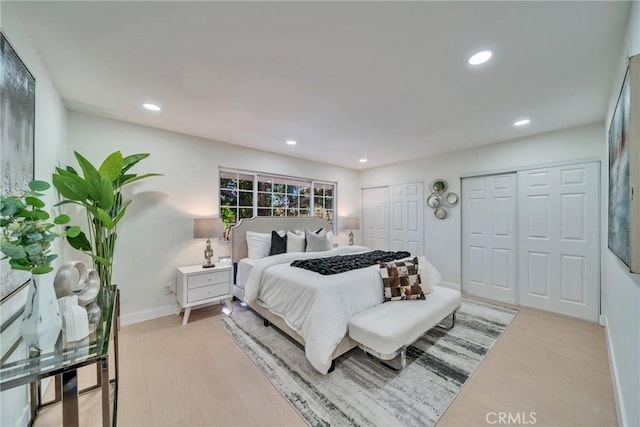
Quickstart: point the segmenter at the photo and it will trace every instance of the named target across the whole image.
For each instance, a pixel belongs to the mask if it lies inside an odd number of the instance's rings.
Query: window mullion
[[[253,216],[258,216],[258,174],[253,174]]]

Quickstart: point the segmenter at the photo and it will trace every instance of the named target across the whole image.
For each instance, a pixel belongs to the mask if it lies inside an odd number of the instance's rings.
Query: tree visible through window
[[[313,211],[315,216],[322,217],[333,224],[333,194],[335,185],[315,183],[313,186]]]
[[[253,216],[319,216],[333,224],[336,184],[252,172],[220,171],[220,217],[227,230]],[[335,231],[335,230],[334,230]]]

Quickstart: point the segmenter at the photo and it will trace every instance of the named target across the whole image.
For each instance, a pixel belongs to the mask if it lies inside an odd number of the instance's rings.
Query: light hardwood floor
[[[501,412],[521,425],[617,425],[603,328],[518,309],[438,426],[500,425]],[[120,426],[305,425],[220,316],[214,306],[194,310],[184,327],[170,316],[122,328]],[[81,373],[81,383],[94,372]],[[82,425],[99,425],[99,395],[80,399]],[[59,408],[46,408],[36,426],[60,424]]]

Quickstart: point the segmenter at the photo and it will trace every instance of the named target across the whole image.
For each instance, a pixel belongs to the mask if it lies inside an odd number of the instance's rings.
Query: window
[[[253,216],[253,182],[253,175],[220,172],[220,218],[225,226]]]
[[[313,185],[313,211],[333,224],[333,193],[335,185],[316,182]]]
[[[333,224],[336,184],[220,170],[220,217],[227,230],[253,216],[319,216]],[[335,231],[335,230],[334,230]]]
[[[311,183],[258,175],[258,216],[309,216]]]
****************
* _AIM OF THE TASK_: Everything above except the pictures must be restated exactly.

* _EXERCISE OUTPUT_:
Quickstart: point the segmenter at the photo and it will trace every instance of the named target across the whole image.
For each instance, a pixel belongs to the mask if it lies inside an odd number of the instance's rings.
Query: window mullion
[[[253,216],[258,216],[258,174],[253,174]]]

Quickstart: point the segmenter at the photo and it will trace every instance of the named target across the whole image.
For each instance, a pixel belongs to the mask if it lies inside an odd number of the instance's rings.
Query: tree visible through window
[[[313,211],[315,216],[322,217],[333,224],[333,194],[335,185],[315,183],[313,186]]]
[[[253,216],[319,216],[333,224],[336,184],[252,172],[220,171],[220,217],[227,230]],[[335,231],[335,230],[334,230]]]

Quickstart: point the segmenter at the photo and it will trace every instance of the named target across the whole image.
For each instance, a pixel belongs to the mask if it lies inside an odd number of the instance's rings.
Query: light hardwood floor
[[[501,412],[521,425],[617,425],[603,328],[518,309],[438,426],[500,425]],[[120,426],[305,425],[220,316],[214,306],[194,310],[184,327],[170,316],[122,328]],[[81,373],[81,383],[94,372]],[[82,425],[99,425],[99,395],[80,399]],[[59,408],[46,408],[36,426],[60,424]]]

Quickstart: point the segmenter at the photo and it will trace every instance of the named target across the whole image.
For each instance, a pixel belongs to the mask if it lies inside an odd number of the instance's rings.
Query: window
[[[253,216],[253,182],[253,175],[220,172],[220,218],[225,226]]]
[[[313,185],[313,211],[333,224],[333,193],[335,185],[316,182]]]
[[[333,224],[336,184],[220,170],[220,217],[227,230],[253,216],[319,216]],[[335,231],[335,230],[334,230]]]
[[[311,183],[258,175],[258,216],[309,216]]]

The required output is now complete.